◆ SOURCE DATA ◆
********************

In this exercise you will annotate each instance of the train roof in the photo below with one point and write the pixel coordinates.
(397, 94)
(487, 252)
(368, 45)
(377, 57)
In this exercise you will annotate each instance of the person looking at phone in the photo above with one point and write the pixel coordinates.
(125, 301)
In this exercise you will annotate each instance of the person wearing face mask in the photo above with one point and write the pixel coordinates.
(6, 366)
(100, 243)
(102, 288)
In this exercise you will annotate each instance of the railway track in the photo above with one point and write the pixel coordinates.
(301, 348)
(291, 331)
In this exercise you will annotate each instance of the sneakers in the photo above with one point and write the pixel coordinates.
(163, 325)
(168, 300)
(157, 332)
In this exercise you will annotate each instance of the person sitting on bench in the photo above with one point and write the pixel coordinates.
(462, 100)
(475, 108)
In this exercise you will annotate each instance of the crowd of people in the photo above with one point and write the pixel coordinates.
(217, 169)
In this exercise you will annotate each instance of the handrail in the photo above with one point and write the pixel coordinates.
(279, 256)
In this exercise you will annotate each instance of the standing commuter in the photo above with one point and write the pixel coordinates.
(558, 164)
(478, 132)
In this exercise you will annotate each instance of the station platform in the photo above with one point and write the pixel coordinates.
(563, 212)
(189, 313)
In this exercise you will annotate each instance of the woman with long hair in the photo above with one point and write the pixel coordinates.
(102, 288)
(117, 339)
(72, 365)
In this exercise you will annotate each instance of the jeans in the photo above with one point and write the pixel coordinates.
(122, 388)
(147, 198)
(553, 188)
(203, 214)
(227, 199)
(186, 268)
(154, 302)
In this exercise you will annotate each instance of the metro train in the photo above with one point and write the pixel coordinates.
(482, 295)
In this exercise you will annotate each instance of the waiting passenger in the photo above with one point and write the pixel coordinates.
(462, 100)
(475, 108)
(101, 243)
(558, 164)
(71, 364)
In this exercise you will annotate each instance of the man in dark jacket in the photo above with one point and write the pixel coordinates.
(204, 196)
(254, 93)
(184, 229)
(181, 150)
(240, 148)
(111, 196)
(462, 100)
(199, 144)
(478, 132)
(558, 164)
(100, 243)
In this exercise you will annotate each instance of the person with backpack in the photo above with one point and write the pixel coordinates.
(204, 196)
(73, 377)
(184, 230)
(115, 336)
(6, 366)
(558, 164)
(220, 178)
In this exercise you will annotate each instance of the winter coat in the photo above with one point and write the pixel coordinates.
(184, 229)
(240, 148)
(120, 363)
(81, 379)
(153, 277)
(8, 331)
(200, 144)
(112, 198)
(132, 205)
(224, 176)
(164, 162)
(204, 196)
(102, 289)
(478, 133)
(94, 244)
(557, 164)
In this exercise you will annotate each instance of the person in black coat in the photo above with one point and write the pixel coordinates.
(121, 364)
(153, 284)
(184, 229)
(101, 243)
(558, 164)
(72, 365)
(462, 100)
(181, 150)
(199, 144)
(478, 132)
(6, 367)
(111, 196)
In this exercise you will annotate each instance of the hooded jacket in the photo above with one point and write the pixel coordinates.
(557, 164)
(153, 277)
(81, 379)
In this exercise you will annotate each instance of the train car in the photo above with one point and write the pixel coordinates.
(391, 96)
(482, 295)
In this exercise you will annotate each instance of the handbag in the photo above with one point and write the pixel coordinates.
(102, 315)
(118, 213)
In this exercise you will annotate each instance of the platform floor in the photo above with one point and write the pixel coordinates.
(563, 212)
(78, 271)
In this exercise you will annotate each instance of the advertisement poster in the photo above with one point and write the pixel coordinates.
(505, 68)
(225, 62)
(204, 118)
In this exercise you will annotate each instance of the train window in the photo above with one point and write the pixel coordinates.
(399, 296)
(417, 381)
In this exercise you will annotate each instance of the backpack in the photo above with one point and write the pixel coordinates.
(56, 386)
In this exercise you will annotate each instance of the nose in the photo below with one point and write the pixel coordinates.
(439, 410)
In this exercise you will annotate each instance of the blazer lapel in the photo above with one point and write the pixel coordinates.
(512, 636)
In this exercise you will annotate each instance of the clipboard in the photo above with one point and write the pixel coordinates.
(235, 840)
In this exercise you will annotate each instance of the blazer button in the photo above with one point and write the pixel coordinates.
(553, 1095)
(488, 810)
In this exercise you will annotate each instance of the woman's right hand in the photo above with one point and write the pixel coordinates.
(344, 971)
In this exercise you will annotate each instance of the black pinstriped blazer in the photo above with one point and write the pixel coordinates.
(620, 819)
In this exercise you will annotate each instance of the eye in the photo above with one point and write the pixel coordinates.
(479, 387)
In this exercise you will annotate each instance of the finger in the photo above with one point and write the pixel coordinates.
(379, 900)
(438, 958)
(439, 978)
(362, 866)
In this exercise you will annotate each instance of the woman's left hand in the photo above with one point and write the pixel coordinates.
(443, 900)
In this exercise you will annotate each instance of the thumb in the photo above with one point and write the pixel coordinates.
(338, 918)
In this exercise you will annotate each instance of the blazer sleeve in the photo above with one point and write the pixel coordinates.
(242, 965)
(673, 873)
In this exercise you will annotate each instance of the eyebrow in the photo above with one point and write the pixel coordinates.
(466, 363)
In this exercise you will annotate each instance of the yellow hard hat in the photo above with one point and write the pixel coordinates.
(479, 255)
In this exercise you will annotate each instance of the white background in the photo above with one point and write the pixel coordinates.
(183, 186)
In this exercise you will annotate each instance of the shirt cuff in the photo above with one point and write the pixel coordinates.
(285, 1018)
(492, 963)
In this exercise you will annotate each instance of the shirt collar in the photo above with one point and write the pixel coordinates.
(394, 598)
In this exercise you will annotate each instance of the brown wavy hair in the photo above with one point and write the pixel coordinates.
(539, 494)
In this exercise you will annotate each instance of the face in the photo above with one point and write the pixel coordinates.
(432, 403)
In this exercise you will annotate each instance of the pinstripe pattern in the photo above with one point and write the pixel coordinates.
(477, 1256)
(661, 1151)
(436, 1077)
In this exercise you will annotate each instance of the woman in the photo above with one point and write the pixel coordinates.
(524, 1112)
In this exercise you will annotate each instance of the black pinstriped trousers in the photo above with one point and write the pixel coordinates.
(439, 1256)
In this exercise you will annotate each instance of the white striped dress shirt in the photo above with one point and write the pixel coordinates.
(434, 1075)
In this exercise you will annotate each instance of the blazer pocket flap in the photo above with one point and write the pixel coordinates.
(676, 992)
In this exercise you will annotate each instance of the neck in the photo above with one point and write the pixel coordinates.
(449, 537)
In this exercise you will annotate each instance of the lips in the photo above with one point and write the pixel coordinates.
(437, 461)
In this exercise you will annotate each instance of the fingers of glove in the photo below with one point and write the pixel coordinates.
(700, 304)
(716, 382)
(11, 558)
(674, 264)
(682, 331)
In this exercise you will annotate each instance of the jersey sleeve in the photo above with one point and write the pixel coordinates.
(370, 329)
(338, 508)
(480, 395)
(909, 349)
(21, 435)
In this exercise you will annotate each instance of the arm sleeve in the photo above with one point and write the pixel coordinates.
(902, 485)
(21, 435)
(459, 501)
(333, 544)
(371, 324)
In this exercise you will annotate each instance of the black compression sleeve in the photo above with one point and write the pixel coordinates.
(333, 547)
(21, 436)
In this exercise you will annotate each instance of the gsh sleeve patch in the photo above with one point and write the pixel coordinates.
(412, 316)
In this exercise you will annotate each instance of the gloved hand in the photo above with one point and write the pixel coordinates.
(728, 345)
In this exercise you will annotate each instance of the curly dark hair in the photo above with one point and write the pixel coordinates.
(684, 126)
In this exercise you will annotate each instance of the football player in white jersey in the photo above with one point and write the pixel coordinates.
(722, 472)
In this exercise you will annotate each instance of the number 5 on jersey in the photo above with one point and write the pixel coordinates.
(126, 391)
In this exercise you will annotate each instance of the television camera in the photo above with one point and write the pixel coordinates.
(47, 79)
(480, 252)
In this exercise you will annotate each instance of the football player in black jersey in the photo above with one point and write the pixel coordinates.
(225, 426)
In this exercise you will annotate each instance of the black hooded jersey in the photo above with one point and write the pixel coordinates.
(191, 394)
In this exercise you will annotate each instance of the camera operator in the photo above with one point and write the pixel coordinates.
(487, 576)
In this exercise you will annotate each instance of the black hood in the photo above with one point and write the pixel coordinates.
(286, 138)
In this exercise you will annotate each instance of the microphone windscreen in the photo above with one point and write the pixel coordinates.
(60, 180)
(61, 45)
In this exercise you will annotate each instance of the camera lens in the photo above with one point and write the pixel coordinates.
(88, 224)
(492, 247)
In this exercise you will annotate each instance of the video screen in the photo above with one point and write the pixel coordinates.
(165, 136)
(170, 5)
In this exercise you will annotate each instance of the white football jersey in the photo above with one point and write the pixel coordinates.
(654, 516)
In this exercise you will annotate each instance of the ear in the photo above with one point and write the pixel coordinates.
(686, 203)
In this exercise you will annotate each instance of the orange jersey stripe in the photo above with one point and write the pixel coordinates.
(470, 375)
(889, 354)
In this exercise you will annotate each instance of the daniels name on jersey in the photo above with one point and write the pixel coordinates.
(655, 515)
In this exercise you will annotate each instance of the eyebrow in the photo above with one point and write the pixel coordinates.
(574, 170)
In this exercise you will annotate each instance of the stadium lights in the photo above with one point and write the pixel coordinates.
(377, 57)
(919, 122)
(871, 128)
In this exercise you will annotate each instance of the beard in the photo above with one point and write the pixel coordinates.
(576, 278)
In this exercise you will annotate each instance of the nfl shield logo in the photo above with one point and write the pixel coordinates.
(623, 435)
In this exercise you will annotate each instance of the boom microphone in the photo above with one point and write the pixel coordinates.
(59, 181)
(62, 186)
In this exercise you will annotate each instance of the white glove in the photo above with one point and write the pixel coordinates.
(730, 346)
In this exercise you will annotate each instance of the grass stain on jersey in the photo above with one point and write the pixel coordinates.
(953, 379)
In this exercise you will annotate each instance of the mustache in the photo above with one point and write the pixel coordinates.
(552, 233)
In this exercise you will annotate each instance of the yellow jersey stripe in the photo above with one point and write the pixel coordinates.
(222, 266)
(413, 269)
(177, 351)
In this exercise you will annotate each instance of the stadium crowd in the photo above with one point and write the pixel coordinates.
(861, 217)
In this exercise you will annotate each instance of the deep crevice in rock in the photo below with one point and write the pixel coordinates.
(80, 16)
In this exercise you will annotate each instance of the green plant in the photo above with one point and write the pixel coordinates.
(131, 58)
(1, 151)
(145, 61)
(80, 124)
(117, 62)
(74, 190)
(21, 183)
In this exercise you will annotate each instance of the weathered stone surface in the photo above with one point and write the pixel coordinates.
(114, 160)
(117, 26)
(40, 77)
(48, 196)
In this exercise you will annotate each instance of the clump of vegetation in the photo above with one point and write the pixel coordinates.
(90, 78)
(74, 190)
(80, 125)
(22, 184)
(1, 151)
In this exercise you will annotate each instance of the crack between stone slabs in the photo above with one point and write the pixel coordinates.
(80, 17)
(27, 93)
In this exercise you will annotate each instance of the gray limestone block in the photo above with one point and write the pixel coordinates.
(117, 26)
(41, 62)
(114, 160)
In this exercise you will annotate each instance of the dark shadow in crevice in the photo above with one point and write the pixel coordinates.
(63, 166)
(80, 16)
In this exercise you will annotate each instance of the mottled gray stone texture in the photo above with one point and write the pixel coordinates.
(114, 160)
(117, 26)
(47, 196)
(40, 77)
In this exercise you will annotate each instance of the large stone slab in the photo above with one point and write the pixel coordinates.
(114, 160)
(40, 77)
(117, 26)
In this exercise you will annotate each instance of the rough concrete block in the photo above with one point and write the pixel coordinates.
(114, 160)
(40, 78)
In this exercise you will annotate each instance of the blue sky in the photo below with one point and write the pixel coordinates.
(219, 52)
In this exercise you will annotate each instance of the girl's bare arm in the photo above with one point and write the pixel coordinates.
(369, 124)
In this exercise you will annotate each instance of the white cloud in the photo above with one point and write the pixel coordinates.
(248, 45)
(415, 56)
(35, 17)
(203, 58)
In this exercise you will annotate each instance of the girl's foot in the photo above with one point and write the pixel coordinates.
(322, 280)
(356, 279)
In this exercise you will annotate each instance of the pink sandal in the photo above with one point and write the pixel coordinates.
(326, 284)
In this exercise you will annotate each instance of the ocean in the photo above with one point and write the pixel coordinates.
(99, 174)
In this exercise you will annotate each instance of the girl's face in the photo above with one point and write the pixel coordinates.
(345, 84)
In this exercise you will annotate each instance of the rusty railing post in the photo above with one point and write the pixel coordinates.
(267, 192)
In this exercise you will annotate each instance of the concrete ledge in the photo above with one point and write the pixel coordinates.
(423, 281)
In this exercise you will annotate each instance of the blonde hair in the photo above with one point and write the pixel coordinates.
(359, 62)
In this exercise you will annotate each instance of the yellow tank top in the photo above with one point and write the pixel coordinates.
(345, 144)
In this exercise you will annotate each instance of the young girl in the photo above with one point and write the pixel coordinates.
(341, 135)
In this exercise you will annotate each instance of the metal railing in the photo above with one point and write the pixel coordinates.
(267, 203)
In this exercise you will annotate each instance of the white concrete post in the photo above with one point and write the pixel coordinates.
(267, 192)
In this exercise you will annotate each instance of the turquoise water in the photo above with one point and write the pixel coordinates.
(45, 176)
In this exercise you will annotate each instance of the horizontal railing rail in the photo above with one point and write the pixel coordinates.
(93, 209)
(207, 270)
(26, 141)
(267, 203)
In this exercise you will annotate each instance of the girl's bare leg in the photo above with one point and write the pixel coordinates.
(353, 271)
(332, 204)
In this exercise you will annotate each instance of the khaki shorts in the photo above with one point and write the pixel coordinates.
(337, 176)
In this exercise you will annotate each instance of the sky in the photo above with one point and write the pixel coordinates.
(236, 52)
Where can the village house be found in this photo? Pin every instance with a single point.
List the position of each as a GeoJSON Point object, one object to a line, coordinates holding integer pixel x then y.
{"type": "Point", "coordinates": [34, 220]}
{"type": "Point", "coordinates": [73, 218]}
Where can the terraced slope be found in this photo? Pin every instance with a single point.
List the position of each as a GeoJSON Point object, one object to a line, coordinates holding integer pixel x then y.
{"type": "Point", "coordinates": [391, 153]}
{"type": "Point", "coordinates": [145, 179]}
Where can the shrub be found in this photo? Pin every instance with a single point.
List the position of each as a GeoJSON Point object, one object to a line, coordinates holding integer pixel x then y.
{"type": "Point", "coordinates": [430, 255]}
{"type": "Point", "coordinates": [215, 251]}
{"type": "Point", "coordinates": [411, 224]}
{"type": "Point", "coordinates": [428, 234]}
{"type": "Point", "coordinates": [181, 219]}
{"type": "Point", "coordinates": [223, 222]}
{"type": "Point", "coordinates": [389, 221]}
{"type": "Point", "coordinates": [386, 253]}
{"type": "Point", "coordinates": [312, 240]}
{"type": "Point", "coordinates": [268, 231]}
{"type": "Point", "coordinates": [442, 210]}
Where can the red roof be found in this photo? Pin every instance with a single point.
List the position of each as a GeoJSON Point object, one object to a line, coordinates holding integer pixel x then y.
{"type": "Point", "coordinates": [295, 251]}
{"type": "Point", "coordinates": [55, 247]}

********************

◆ EXERCISE BRIEF ◆
Copy out all lines of the listing above that include "found".

◆ ANSWER TO THIS PROBLEM ◆
Where can the village house be found in this photo? Pin every instance with a single point.
Where can the terraced slope be found in this photo? Pin every instance with a single point.
Where can the shrub be found in this photo? Pin every instance with a single point.
Where can the red roof be found in this photo? Pin every instance with a single point.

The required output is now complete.